» EXERCISE DETAILS: Return all of the entries word for word, but omit the pictures they contain.

» STORED RECORDS:
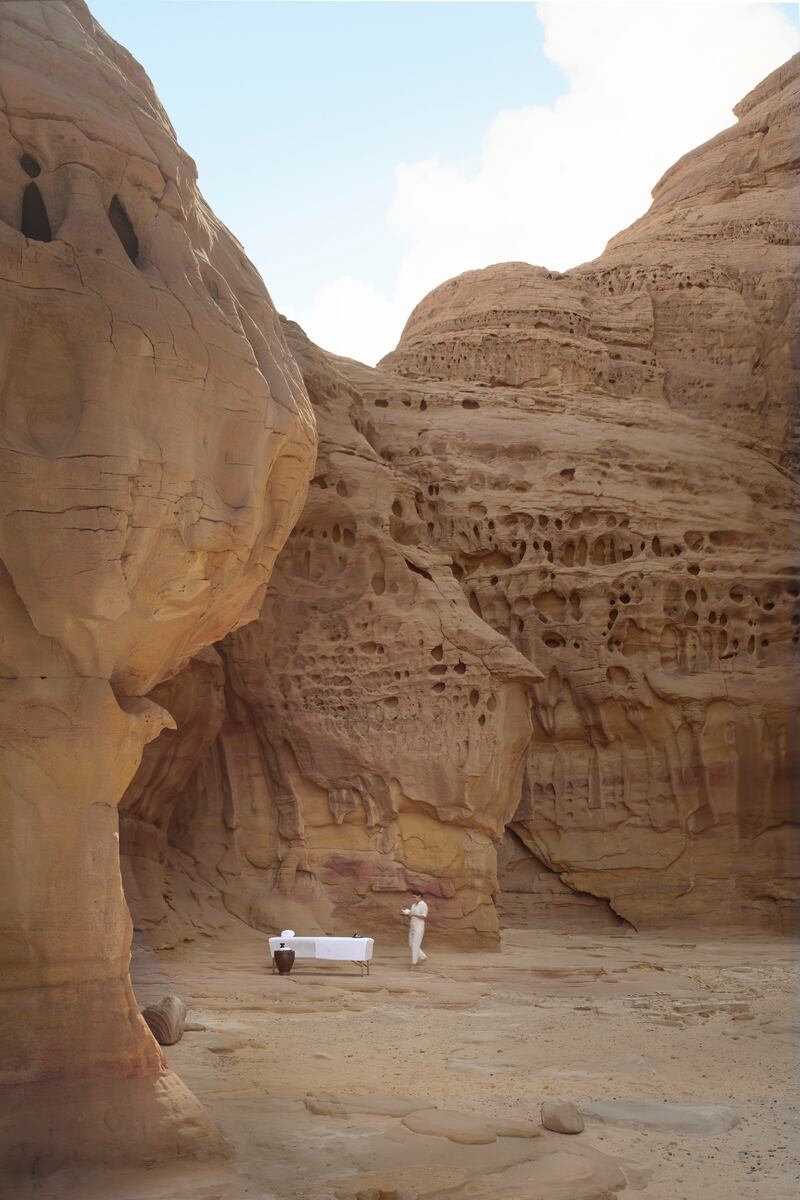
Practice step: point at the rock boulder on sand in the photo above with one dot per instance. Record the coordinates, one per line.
(692, 1119)
(561, 1116)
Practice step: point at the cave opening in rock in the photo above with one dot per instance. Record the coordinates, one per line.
(124, 229)
(533, 895)
(35, 222)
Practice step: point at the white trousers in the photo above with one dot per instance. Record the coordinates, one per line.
(415, 935)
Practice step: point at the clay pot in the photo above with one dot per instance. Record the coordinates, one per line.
(283, 961)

» SOLUTION FOR THIS PROBLEM:
Practice step: point at the rock boulder on sand in the photo above with one dot per instance. Record the coordinates, one per line.
(692, 1119)
(561, 1116)
Practice step: point at the cave opening in rock in the photo above with one dot per instance. Record the coordinates, one per line.
(124, 229)
(533, 895)
(35, 222)
Practice step: point at the white trousers in the photo above with one dot per instance. Record the coordinates, one per line.
(415, 935)
Practice step: point at the clay pot in the photo above with one dot per instance. Record the coordinates, one per line.
(283, 961)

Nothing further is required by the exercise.